● The task: Revise the data below by replacing "giving one pin per instance" with "placing one pin on each instance" throughout, leaving everything else unchanged. Omit the pictures from your answer.

[Records excerpted from a collection]
..........

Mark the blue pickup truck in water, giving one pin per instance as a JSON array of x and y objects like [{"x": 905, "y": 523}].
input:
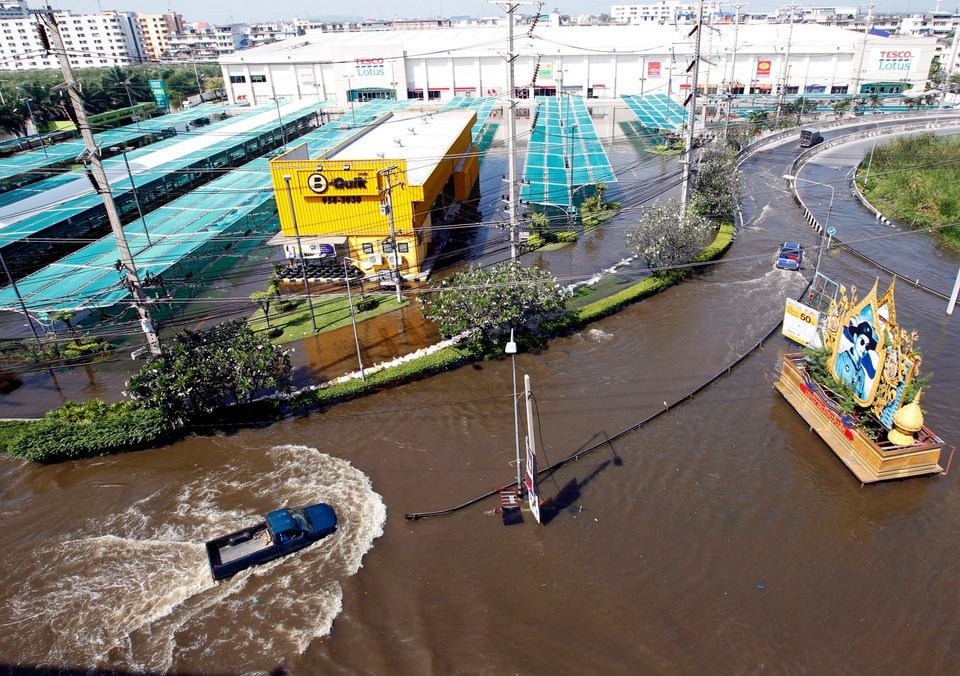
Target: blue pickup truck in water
[{"x": 282, "y": 532}]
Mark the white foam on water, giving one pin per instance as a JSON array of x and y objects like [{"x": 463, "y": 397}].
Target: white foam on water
[
  {"x": 599, "y": 336},
  {"x": 133, "y": 591}
]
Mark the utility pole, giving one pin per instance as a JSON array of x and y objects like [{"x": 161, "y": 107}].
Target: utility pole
[
  {"x": 387, "y": 209},
  {"x": 196, "y": 74},
  {"x": 692, "y": 113},
  {"x": 23, "y": 306},
  {"x": 863, "y": 48},
  {"x": 49, "y": 24},
  {"x": 303, "y": 264},
  {"x": 785, "y": 64},
  {"x": 733, "y": 68},
  {"x": 949, "y": 71},
  {"x": 509, "y": 58}
]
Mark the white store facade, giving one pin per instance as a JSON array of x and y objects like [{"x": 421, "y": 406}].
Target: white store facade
[{"x": 600, "y": 62}]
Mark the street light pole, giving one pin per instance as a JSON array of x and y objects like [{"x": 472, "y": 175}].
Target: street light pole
[
  {"x": 826, "y": 224},
  {"x": 511, "y": 349},
  {"x": 353, "y": 317},
  {"x": 866, "y": 178},
  {"x": 353, "y": 112},
  {"x": 303, "y": 266},
  {"x": 136, "y": 195},
  {"x": 283, "y": 133}
]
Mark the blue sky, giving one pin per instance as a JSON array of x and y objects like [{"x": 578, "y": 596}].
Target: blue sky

..........

● Exercise output:
Mark the blue pickup truck in water, placing one pin on each instance as a JSON array of x and y objects like [{"x": 905, "y": 523}].
input:
Target: blue pickup truck in water
[{"x": 282, "y": 532}]
Mark the white foam on water, placing one pin on each instance as a JSON array of x and y objects like [{"x": 463, "y": 397}].
Target: white foam on water
[
  {"x": 599, "y": 336},
  {"x": 133, "y": 591}
]
Mark the utility pole, placing one pin on each instance as a JSON array of x and y objects like [{"x": 161, "y": 107}].
Target: utility pole
[
  {"x": 387, "y": 209},
  {"x": 196, "y": 74},
  {"x": 692, "y": 113},
  {"x": 23, "y": 306},
  {"x": 863, "y": 48},
  {"x": 49, "y": 24},
  {"x": 303, "y": 264},
  {"x": 785, "y": 64},
  {"x": 733, "y": 68},
  {"x": 949, "y": 71},
  {"x": 509, "y": 58}
]
Mark the white store facade, placing one pin on each instance as a JSON array of x and y objects like [{"x": 421, "y": 406}].
Target: white store facade
[{"x": 600, "y": 62}]
Mark the street light pole, placing one pin on each instance as a JSON array of x and y objects like [{"x": 472, "y": 175}].
Target: street light pole
[
  {"x": 826, "y": 224},
  {"x": 511, "y": 349},
  {"x": 353, "y": 317},
  {"x": 866, "y": 178},
  {"x": 353, "y": 112},
  {"x": 303, "y": 266},
  {"x": 136, "y": 195},
  {"x": 283, "y": 133}
]
Mark the blue sky, placing one pin on each instance as a JSON array of x and y objects like [{"x": 578, "y": 596}].
Target: blue sky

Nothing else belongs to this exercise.